_Given records_:
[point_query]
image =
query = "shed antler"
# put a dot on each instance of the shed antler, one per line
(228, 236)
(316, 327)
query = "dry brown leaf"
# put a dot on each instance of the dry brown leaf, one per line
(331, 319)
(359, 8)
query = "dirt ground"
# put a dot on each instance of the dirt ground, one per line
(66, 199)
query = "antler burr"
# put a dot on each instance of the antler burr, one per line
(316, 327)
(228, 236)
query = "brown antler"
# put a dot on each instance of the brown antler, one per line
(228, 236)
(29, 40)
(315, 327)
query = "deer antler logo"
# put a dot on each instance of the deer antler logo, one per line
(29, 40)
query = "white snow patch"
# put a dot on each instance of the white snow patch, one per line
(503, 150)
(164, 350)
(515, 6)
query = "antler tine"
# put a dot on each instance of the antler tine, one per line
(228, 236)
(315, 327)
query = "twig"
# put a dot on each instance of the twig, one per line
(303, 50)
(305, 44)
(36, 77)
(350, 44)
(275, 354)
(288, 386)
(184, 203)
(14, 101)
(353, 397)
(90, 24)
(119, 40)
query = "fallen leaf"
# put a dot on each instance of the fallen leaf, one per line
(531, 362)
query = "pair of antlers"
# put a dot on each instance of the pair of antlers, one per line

_Exercise_: Nothing but the lines from the one containing "# put a dot on each instance of the white" through the last line of the listing should be output, each exactly as written.

_Response to the task_:
# put a dot on each instance of the white snow patch, one per line
(503, 150)
(164, 350)
(515, 6)
query = "antler tine"
# put a dot on each instance of the antler tine, one per line
(228, 236)
(315, 327)
query = "twig"
# put a dot on each instance of the twig, one per line
(303, 50)
(305, 44)
(36, 77)
(350, 44)
(275, 354)
(288, 386)
(184, 203)
(14, 101)
(353, 397)
(90, 24)
(119, 40)
query = "fallen leaf"
# put a dot on each instance of the fallen leaf, one per line
(531, 362)
query = "pair of antlers"
# put a dot on each instance of the pair of antlers, one per line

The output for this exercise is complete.